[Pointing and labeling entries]
>>>>

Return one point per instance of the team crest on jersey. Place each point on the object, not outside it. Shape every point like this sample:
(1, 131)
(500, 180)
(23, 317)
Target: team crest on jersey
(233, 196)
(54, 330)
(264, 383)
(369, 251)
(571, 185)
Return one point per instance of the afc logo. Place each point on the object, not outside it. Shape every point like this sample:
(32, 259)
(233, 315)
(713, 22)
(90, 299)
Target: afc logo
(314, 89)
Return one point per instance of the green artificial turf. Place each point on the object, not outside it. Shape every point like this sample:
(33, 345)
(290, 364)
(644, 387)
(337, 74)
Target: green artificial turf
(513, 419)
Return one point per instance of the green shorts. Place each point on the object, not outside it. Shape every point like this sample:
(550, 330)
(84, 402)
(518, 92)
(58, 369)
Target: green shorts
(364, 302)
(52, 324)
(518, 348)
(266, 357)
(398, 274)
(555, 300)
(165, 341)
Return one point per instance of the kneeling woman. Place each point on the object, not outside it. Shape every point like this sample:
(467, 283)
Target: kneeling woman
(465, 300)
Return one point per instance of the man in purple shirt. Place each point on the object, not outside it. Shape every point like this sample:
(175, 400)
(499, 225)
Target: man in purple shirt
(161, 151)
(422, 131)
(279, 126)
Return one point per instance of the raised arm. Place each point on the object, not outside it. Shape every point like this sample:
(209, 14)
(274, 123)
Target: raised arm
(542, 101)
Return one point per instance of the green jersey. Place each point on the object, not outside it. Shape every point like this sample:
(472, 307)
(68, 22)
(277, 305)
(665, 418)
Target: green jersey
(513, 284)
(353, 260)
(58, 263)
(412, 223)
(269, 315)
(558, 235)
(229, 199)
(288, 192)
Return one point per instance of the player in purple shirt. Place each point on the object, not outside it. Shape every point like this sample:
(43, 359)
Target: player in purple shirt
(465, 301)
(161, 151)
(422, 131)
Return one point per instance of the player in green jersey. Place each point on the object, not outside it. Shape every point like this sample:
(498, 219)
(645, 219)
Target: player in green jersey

<<<<

- Problem requirements -
Lay out the records from the line holding "Return one point per instance of the player in green" through the end of the records, both included, as a JSON list of strings, one string per line, with blank lines left out.

- Correct answer -
[
  "Return one point per instance of the player in green jersey. Place each point on the object, not outside it. Shape every point like this sample:",
  "(498, 219)",
  "(645, 219)",
  "Target: player in green jersey"
]